** Start Task input **
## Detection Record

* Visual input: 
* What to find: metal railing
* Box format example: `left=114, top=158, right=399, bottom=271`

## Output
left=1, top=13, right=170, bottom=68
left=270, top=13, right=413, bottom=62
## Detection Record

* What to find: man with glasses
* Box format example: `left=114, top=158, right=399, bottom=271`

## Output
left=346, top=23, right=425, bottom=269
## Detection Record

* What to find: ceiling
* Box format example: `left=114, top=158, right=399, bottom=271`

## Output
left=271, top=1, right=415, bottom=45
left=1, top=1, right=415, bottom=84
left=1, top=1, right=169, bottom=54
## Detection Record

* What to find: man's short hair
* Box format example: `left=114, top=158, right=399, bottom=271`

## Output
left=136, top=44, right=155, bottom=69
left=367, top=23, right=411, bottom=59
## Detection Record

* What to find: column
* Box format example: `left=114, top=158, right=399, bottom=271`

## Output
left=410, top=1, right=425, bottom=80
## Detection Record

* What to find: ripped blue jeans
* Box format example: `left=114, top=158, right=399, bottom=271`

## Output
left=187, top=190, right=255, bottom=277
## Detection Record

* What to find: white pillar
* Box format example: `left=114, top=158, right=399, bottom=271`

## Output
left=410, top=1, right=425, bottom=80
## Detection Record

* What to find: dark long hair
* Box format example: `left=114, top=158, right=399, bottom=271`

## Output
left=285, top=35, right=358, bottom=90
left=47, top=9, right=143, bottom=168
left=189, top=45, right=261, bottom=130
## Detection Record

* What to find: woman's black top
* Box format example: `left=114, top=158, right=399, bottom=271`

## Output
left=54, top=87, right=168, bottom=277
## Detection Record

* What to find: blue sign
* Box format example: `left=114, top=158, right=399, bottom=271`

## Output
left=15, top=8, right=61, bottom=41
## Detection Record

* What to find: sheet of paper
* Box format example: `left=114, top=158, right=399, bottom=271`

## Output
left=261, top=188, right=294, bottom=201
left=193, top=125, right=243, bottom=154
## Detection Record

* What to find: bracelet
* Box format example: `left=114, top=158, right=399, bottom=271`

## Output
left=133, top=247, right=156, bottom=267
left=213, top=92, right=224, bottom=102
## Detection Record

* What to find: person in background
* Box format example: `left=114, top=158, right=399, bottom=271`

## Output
** End Task input **
-- Directions --
Can you rewrite all of the items above, switching "What to find" to "Target label" wherever it appears and leaving everything else unchanged?

-- Reply to the task --
## Detection Record

* Visual input: 
* Target label: metal railing
* Box format example: `left=114, top=158, right=399, bottom=271`

## Output
left=1, top=13, right=170, bottom=68
left=270, top=13, right=413, bottom=62
## Detection Record

* Target label: man with glasses
* Box format example: `left=114, top=158, right=399, bottom=271`

## Output
left=346, top=23, right=425, bottom=269
## Detection Record

* Target label: ceiling
* Box format example: `left=114, top=158, right=399, bottom=271`

## Output
left=271, top=1, right=415, bottom=45
left=1, top=1, right=415, bottom=84
left=1, top=1, right=169, bottom=54
## Detection Record

* Target label: man's short hair
* Box format example: `left=114, top=158, right=399, bottom=271`

## Output
left=136, top=44, right=155, bottom=69
left=367, top=23, right=411, bottom=59
## Detection Record

* Target label: column
* Box format example: `left=114, top=158, right=399, bottom=271`

## Output
left=410, top=1, right=425, bottom=80
## Detection Record

* Target label: ripped blue jeans
* Box format example: `left=114, top=158, right=399, bottom=271`

## Output
left=187, top=190, right=255, bottom=277
## Detection Record

* Target label: white pillar
* Box format example: `left=114, top=158, right=399, bottom=271`

## Output
left=410, top=1, right=425, bottom=80
## Detection Record

* Target label: dark long hair
* Box format example: `left=114, top=158, right=399, bottom=271`

## Output
left=285, top=35, right=358, bottom=90
left=47, top=9, right=143, bottom=168
left=189, top=45, right=261, bottom=130
## Detection Record

* Target label: woman's black top
* Box format example: `left=114, top=158, right=399, bottom=271`

## Output
left=54, top=87, right=168, bottom=277
## Detection Record

* Target label: blue sign
* Box format example: `left=114, top=158, right=399, bottom=271`

## Output
left=15, top=8, right=61, bottom=41
## Detection Record

* Target label: sheet of paper
* Box format example: `left=114, top=158, right=399, bottom=271`

## Output
left=261, top=188, right=294, bottom=201
left=193, top=125, right=243, bottom=154
## Detection Record

* Target label: bracelet
* Box format example: `left=114, top=158, right=399, bottom=271`

## Output
left=133, top=247, right=156, bottom=267
left=213, top=92, right=224, bottom=102
## Detection Record

* Target label: person in background
* Box format example: `left=114, top=158, right=399, bottom=271`

## Output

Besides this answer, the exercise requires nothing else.